DATA PROVIDED =>
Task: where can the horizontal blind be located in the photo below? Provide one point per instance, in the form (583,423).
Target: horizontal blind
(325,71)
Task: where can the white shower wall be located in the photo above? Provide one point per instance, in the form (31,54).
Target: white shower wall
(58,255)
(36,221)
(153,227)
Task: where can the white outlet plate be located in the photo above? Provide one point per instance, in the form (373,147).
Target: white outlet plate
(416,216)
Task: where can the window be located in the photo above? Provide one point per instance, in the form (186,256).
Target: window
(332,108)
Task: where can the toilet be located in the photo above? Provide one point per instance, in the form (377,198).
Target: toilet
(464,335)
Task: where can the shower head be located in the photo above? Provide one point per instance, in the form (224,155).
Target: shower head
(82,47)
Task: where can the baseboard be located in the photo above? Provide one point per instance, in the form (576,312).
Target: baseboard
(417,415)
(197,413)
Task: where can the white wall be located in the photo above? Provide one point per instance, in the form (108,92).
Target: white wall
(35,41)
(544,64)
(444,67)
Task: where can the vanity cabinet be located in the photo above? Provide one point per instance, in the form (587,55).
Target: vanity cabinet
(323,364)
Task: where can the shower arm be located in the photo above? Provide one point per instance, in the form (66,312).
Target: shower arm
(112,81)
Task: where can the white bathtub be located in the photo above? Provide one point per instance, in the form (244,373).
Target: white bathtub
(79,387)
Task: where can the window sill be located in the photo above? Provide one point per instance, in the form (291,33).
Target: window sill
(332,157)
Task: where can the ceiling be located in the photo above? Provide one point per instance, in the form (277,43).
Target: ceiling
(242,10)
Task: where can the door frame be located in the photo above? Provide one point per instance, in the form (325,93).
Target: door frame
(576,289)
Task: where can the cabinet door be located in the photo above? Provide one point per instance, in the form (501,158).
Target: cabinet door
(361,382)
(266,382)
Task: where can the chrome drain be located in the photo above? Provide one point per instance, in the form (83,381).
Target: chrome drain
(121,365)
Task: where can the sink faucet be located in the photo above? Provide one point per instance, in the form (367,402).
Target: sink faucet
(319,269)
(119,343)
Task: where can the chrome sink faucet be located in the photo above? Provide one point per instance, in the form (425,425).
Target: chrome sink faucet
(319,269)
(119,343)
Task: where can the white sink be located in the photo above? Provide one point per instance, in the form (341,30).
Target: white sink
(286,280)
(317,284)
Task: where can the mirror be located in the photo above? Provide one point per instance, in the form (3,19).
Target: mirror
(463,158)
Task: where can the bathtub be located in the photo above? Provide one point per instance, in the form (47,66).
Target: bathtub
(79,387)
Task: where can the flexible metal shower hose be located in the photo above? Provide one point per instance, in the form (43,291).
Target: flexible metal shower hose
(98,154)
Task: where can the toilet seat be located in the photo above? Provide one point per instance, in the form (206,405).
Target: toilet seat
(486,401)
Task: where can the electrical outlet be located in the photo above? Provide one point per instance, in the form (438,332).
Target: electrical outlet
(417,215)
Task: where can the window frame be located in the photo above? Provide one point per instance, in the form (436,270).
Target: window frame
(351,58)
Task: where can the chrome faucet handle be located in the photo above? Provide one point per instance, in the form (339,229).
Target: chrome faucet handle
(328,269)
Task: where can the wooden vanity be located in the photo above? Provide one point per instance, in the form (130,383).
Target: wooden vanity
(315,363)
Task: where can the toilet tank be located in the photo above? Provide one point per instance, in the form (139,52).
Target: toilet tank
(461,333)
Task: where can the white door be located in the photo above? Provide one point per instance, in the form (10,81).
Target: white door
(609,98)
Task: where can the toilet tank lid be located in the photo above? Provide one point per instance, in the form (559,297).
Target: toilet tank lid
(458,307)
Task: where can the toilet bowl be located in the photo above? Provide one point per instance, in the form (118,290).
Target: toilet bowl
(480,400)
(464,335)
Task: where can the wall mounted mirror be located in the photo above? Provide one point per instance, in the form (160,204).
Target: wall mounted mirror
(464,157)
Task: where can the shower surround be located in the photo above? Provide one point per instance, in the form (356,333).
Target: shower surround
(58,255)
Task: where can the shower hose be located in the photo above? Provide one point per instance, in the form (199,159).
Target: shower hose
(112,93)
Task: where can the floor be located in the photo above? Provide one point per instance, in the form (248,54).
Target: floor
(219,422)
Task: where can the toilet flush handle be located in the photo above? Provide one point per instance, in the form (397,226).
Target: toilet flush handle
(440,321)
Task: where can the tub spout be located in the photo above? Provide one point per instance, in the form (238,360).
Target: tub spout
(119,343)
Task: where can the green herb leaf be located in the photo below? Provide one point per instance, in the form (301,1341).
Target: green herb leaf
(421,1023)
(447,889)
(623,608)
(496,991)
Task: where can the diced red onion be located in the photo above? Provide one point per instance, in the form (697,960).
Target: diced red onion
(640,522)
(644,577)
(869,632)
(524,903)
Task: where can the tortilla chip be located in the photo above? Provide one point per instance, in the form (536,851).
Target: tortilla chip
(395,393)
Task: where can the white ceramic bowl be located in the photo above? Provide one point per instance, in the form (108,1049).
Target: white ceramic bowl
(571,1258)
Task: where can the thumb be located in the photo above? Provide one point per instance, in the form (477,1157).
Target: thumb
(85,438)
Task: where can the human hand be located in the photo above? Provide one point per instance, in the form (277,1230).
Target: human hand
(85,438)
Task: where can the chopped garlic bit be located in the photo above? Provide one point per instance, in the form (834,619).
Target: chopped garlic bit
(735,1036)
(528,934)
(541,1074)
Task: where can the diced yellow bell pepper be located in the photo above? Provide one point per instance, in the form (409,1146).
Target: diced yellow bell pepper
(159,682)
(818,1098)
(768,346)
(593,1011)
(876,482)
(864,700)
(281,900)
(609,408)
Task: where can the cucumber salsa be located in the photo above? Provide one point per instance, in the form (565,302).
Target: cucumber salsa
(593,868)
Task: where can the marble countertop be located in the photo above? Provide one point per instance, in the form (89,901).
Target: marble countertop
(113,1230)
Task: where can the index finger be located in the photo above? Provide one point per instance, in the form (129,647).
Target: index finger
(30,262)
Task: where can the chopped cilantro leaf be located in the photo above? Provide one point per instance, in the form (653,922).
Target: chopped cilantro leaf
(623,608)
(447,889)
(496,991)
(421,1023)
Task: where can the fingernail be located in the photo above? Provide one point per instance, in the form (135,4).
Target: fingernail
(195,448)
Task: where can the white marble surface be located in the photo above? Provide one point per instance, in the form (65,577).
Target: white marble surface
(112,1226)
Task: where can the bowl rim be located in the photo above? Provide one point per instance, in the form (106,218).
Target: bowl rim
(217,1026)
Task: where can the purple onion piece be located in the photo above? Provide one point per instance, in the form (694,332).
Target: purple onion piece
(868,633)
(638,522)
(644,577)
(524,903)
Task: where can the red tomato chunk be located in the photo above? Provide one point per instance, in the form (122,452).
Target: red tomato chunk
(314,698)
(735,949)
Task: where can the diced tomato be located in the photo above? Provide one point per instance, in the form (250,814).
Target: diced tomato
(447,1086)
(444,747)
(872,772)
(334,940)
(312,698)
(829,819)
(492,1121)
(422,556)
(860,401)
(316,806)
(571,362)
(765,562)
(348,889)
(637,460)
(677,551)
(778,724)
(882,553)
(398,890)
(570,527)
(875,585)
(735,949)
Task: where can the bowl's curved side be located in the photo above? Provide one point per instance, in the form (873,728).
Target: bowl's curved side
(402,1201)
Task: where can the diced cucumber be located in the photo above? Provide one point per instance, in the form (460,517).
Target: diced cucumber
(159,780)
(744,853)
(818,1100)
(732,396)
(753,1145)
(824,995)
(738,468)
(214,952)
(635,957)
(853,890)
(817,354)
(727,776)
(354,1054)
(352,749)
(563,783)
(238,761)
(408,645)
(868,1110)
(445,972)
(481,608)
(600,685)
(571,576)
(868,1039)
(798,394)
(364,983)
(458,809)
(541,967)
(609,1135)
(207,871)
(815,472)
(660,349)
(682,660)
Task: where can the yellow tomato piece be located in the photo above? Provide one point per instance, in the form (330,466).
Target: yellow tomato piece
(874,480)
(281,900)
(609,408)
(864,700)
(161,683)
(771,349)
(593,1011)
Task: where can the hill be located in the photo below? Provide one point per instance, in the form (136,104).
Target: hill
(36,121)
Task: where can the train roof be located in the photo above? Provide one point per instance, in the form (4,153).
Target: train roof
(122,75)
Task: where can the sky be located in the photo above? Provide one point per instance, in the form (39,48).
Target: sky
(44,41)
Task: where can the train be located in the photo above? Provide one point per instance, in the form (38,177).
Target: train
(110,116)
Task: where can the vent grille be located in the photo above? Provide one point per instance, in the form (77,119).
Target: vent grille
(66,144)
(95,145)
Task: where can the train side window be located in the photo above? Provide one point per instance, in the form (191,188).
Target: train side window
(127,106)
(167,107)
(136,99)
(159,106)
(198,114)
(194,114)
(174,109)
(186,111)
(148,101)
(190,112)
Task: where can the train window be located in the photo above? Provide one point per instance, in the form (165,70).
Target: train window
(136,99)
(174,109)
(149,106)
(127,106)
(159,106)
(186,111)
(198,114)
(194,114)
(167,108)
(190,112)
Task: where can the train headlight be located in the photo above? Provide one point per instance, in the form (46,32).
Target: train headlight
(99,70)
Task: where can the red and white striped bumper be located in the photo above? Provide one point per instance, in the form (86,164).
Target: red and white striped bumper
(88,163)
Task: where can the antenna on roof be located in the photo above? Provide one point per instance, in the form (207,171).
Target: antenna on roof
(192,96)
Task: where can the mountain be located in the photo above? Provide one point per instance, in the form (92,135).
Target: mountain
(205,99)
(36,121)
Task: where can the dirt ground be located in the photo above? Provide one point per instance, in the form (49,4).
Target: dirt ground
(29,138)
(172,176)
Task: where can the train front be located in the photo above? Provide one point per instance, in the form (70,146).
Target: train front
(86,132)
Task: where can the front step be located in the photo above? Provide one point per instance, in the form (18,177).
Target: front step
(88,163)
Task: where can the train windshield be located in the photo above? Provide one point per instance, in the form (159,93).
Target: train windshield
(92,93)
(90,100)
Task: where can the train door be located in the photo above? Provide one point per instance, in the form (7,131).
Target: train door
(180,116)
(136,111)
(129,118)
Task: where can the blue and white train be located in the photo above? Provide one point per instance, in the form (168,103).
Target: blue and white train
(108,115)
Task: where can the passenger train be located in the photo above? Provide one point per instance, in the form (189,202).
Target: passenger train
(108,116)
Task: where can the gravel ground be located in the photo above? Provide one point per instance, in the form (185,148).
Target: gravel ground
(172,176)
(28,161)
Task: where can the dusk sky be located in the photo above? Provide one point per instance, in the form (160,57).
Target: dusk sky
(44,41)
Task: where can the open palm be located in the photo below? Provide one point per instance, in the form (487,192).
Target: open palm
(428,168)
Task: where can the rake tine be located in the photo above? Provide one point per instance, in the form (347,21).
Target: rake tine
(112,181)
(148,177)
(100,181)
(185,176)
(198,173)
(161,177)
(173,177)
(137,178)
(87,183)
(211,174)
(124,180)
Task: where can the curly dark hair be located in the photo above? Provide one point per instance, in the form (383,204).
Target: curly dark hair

WHAT YOU HAVE TO DO => Reproduce exactly the lines above from the line with "Target: toilet flush handle" to the line with "Task: where can the green", including both, and add nothing.

SOLUTION =>
Target: toilet flush handle
(440,321)
Task: where can the tub spout be located in the photo above? Provide one point per instance, in the form (238,360).
Target: tub spout
(119,343)
Task: where can the green herb leaf be located in the photo below? Provide one point per instance, in the form (301,1341).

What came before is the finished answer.